------ Document ------
So it was jarring to read a third of the way through his recent autobiography, A Global Life (PublicAffairs), that Wolfensohn was in despair on his 40th birthday. “I used my birthdays to reflect on my life, and at the end of four decades I felt confused and in some way unfulfilled. I was too busy on all fronts, frenetic in my approach to life, and certainly without balance or vision. All I wanted to do on this occasion was to hide and go to bed.” Thankfully, he chose instead to steer his life in a new direction.

Over the next three decades, the native Australian would establish himself in investment banking and play a major role in the arts, philanthropy, and even diplomacy, as a special envoy to the Middle East. But he is best remembered for his ten-year run as president of the World Bank.

Taking over a sclerotic, insular institution with 10,000 employees, he remade it into a far more effective organization, championing such causes as debt relief for poor nations and the opening of rich countries’ markets to exports from developing nations. For him and his wife, Elaine, the service was “the most important period in our lives . . . my decade at the Bank was the reason for my life.”
------ Provided data ------
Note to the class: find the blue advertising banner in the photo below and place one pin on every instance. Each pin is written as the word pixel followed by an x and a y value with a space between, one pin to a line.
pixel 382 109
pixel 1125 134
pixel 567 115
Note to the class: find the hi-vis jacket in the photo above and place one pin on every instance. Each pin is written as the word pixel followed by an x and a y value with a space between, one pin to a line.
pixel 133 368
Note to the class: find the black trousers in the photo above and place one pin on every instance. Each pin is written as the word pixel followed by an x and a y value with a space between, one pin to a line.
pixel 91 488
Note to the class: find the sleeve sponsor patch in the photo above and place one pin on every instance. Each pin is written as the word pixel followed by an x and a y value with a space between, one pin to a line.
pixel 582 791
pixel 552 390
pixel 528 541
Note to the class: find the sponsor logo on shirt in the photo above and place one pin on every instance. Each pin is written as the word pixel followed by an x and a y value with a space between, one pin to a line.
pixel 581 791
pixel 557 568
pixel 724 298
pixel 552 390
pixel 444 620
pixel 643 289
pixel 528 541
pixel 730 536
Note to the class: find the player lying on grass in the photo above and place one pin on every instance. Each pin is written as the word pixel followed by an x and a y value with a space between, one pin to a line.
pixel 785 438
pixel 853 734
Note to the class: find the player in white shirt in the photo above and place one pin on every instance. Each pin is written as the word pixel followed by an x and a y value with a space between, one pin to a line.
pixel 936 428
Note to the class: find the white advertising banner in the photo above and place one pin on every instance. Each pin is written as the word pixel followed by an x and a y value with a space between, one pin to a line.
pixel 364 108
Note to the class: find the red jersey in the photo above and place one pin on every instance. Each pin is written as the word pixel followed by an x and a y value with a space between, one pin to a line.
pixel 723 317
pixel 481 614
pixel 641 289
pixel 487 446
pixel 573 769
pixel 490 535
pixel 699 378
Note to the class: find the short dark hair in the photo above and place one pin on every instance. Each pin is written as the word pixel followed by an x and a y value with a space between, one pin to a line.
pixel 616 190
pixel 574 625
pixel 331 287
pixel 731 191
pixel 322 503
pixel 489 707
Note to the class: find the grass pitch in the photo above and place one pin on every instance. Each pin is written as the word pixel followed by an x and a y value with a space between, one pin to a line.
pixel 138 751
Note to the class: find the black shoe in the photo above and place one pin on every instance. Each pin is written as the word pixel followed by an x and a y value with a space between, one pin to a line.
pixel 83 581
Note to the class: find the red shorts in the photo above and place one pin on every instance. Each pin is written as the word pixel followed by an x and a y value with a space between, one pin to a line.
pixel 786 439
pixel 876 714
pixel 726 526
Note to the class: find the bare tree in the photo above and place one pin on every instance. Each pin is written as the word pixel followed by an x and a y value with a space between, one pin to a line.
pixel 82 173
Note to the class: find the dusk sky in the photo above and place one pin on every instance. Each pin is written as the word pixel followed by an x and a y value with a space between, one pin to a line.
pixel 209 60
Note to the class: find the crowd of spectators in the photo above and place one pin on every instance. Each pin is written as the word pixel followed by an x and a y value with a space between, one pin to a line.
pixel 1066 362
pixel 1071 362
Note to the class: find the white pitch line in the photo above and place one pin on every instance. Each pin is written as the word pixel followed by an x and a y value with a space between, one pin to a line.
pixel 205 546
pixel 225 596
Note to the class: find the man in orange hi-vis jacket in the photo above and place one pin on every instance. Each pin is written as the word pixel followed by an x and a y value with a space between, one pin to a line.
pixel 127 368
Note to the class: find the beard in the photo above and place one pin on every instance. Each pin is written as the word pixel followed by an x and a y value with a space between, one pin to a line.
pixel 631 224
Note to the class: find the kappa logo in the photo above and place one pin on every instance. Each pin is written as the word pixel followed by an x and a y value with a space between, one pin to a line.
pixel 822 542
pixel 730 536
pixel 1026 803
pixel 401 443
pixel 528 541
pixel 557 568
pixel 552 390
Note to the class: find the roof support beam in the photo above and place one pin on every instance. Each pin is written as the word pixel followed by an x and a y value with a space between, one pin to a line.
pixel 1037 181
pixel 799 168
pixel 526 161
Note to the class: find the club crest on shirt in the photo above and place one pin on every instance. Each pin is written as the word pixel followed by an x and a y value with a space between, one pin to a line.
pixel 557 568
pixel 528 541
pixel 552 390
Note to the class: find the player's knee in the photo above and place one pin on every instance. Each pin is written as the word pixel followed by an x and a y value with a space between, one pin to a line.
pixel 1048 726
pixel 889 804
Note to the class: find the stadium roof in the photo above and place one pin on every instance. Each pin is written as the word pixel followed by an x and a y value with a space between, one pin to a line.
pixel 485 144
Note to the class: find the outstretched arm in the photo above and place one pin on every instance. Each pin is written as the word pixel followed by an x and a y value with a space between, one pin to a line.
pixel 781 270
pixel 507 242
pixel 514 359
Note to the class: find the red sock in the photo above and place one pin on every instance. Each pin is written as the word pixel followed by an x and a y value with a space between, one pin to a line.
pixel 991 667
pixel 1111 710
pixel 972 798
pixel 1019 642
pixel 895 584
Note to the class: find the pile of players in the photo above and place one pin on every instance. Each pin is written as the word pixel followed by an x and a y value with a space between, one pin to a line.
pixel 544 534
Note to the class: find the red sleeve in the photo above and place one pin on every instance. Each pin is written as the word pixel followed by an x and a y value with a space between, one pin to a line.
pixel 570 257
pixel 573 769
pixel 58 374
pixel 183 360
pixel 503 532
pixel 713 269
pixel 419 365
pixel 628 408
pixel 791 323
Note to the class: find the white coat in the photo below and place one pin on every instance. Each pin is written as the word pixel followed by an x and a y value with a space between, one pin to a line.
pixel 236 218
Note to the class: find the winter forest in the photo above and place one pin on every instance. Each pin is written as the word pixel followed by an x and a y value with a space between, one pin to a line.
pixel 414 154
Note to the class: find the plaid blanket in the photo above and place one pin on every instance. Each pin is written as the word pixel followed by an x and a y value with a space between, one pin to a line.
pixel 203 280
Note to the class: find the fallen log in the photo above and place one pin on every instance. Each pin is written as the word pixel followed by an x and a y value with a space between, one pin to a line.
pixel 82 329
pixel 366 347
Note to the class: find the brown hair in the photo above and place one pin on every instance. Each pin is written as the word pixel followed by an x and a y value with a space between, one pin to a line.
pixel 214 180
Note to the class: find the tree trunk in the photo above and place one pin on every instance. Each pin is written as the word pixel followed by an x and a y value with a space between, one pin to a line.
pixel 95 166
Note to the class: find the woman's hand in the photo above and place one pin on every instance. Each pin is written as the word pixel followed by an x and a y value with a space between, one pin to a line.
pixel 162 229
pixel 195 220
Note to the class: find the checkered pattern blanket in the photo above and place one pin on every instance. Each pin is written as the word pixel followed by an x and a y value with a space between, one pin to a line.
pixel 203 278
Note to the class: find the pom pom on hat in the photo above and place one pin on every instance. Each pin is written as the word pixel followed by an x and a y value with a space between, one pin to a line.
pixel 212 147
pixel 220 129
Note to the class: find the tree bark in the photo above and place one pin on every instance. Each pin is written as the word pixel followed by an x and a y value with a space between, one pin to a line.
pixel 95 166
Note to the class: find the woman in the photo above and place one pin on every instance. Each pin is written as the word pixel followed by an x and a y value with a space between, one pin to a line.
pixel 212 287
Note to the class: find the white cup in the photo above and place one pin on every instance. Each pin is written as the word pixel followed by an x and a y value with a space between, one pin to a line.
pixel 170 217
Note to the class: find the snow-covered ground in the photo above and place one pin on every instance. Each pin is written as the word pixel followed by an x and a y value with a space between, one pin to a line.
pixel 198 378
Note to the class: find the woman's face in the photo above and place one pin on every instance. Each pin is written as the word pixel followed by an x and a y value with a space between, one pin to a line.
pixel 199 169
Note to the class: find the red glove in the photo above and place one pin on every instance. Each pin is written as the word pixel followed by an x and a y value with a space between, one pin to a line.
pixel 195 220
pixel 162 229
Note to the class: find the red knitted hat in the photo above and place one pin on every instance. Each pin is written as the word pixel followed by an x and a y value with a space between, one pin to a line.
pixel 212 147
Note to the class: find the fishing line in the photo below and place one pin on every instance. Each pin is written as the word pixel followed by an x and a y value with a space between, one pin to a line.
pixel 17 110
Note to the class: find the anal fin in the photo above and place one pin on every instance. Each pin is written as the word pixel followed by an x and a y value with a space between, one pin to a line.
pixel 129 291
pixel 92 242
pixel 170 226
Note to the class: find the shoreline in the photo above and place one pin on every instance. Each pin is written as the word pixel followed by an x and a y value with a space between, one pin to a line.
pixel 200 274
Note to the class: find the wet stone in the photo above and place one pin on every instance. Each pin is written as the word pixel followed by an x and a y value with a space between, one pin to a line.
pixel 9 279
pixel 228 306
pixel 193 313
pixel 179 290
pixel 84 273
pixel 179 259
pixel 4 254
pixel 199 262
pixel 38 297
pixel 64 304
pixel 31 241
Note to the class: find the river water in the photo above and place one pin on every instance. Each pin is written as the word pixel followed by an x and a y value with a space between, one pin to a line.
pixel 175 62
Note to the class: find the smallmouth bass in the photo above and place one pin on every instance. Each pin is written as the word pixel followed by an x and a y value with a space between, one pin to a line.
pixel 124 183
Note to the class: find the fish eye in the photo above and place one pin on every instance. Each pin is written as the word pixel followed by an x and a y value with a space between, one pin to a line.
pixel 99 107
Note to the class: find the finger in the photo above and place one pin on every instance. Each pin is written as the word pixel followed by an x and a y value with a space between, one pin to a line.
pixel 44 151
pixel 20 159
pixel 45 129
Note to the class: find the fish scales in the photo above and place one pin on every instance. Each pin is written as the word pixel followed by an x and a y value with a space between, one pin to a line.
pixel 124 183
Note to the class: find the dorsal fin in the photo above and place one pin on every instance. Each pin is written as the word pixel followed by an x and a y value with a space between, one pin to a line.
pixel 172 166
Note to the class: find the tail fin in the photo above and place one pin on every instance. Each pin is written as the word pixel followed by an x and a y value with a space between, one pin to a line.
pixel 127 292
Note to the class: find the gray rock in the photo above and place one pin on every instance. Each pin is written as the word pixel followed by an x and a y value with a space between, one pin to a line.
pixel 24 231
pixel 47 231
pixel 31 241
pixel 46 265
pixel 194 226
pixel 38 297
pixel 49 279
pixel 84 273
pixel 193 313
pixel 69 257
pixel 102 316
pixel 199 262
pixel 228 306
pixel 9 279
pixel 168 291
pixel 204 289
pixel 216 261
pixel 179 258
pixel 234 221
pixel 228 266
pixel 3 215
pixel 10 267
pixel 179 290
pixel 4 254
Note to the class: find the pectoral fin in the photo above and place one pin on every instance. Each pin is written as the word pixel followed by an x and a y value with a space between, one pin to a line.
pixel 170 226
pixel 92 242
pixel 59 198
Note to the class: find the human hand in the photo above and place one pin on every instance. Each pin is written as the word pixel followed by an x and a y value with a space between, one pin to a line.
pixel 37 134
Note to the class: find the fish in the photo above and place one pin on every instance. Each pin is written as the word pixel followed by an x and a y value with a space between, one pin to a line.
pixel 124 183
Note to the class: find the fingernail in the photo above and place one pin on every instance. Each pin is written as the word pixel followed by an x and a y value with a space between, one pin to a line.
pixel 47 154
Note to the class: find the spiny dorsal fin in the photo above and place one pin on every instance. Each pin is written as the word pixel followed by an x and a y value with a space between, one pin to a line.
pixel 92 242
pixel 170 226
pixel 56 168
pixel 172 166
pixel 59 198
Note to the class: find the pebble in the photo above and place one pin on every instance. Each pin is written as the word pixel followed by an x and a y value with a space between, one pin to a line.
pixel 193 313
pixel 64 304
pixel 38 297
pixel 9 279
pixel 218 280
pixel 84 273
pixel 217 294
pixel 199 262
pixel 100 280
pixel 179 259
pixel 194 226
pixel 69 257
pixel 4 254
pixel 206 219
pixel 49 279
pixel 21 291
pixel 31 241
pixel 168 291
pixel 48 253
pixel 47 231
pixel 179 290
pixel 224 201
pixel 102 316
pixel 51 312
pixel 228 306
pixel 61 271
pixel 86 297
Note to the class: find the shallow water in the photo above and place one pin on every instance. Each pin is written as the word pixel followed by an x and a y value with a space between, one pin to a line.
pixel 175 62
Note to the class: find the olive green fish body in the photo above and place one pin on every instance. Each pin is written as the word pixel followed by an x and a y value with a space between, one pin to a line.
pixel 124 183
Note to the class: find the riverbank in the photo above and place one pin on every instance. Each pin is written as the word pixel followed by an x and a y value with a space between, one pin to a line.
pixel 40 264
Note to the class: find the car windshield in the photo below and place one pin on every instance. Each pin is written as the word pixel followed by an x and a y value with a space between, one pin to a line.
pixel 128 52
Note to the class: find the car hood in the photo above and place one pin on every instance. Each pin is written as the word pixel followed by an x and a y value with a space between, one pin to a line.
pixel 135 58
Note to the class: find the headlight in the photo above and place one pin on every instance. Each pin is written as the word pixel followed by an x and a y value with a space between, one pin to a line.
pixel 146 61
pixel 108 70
------
▸ What is being asked
Render this sentence from the passage about Wolfensohn in Spanish: "But he is best remembered for his ten-year run as president of the World Bank." The entries have nothing to do with this.

▸ Exercise answer
Pero se le recuerda sobre todo por sus diez años como presidente del Banco Mundial.